--- Text shown ---

Geoff can you let me have the recipe for your casserole please, my daughters ex partner (before he was an ex) went ferreting and came back with two rabbits one of which is still in my freezer.
I think they are nicer in a casserole rather than just roasted.
Thanks in advance x
ps hope your doing ok I do check you out when I visit the forum.
Kath darlin’ wash and pat dry rabbit pieces. Toss in 1 Tblsp plain flour. Place rabbit pieces into a frying pan with 1oz beef dripping and fry until pieces start to brown. Scoop out with slotted spoon and place in a slow cooker or casserole dish. Place previously prepared root vegetables (carrot/parsnip/swede/potato(sliced)/onion) into frying pan and fry until they start to brown. Add seasoning (salt, pepper and dried mixed herbs. In 1/2 pt cold water, place 1 Tsp Bisto powder and an oxo cube. Stir vigorously until bisto and oxo thoroughly dissolved. Pour over veg in frying pan. As gravy thickens, scoop out with slotted spoon and place around rabbit pieces in slow cooker/casserole dish and cook.
I often come here for ideas on something different to cook, and trolling through I saw ‘pigs in blankets’ whassat?
Haven’t had rabbit for a few years…must look for some at the butchers in town and I quite like it roasted on a bed of onions and covered in bacon rashers - sweeter than chicken, I think.
Venison is too dry for me unless it’s casseroled, long and slowly.
PING…pigs in blankets, it’s sausages wrapped in bacon? doh
Just have to ask this stupid question; what is the difference between roast & casseroled???

--- Listing ---

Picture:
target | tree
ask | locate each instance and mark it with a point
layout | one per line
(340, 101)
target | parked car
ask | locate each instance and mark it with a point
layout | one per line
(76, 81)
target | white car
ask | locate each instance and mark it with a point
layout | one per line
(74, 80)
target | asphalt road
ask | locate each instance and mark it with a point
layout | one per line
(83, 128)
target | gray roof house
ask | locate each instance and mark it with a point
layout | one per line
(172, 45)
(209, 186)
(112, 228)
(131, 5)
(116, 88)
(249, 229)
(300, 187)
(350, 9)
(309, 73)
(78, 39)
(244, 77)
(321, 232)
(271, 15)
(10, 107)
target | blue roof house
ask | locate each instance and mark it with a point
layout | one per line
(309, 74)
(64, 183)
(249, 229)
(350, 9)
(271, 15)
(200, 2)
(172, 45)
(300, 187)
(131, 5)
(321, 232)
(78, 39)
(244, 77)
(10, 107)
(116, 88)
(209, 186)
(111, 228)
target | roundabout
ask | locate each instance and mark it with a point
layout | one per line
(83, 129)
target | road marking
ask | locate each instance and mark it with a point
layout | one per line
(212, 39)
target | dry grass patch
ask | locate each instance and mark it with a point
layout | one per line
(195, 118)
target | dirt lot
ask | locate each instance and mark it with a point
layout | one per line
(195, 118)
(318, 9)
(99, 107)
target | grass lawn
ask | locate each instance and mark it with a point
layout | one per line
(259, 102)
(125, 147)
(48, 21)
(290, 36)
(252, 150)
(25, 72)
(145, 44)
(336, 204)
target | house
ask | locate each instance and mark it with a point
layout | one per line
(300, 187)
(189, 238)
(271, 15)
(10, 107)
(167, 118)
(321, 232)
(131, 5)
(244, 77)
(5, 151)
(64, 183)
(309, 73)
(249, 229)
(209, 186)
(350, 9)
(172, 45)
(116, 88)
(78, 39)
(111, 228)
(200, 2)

---

Stated goal A →
Which lines in the records contain the string "road", with case counting? Find each one and copy it.
Stated goal B →
Could you resume the rabbit casserole forum thread after its last post?
The rabbit casserole forum thread and the records are unrelated material.

Exercise output A →
target | asphalt road
target | road marking

Exercise output B →
In my mind;
A “roast” is like 1 kg (or more) of meat, that is cooked and then sliced thinly.
A “casserole” is chopped up pieces of meat cooked with vegetables, mushrooms etc…
When I cook venison I first brown all sides in a little butter in a cast iron “casserole”. I then add some chopped onion & carrots, and after a few minutes around 7 dl water. I put the lid on and let it simmer on the lowest temperature until the meat is done.
I can assure you - the meat is never dry - but is this a roast or a casserole in your opinion??
A roast to me is a piece of beef, lamb, chicken or whatever, cooked in the oven first of all in tin-foil, then unwrapped for the last 15 minutes to brown.
A casserole is done in an oven-pot in the oven, a slow-cooker, or on the hob, with vegetables already added.
You know, I’ve not really eaten today, simply because I just didn’t know what I wanted. I’ve had a baked potato with butter. Then I did some chicken noodle soup later on. I’ve not really been hungry today.
On a Saturday Paul??? - whats happened to Sunday roast???
As it happens I will be joining you later today - bought a beef joint in the week, placed it in my slow cooker last night (and its still cooking now). Later this morning will peel and chop some potatoes, parsnips and an onion and roast them, will also take some frozen veg from the freezer and place them in my steamer, make gravy from the meat juices of the joint and will be sitting down to Sunday Roast around 13.00.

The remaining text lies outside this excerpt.